■ **TASK DETAILS**:
Repeat each line of the data below exactly, but skip the pictures.

Start of DATA SECTION

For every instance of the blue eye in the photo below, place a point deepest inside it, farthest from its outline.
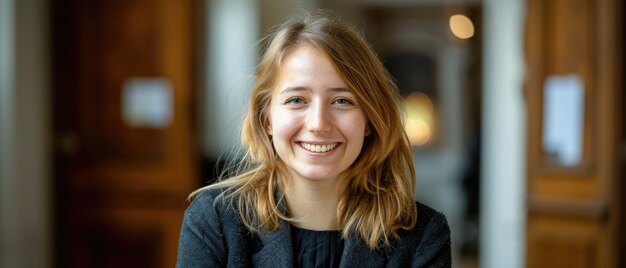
(344, 101)
(294, 100)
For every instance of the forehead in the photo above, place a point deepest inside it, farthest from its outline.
(308, 67)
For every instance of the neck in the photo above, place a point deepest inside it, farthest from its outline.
(313, 204)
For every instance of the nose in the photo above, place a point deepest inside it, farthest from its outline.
(318, 119)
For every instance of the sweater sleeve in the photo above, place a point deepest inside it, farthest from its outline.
(434, 247)
(201, 242)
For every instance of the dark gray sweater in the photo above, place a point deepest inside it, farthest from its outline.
(213, 236)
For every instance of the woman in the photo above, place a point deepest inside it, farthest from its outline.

End of DATA SECTION

■ **WRITTEN SOLUTION**:
For every instance of the blue eye in the photo below, place a point deepest inside it, farthest from its outline.
(344, 101)
(294, 100)
For every instance of the forehead in the photo above, place a point deepest inside it, farthest from its outline.
(308, 67)
For every instance of the neck in the photo above, place a point deepest inside it, farthest from its outline.
(313, 204)
For every instance of the nose in the photo above, place a point deepest inside it, farthest from its outline.
(318, 119)
For every instance of the sweater sleeve in the photo above, place a point deepest inside it, farthest from its outline.
(434, 247)
(201, 242)
For every instance of the dark gray sweater in the photo above, place a point deepest inside it, farthest from its outline.
(213, 236)
For every instance of the woman in the photo above, place a point deepest inside it, farthest from its outline.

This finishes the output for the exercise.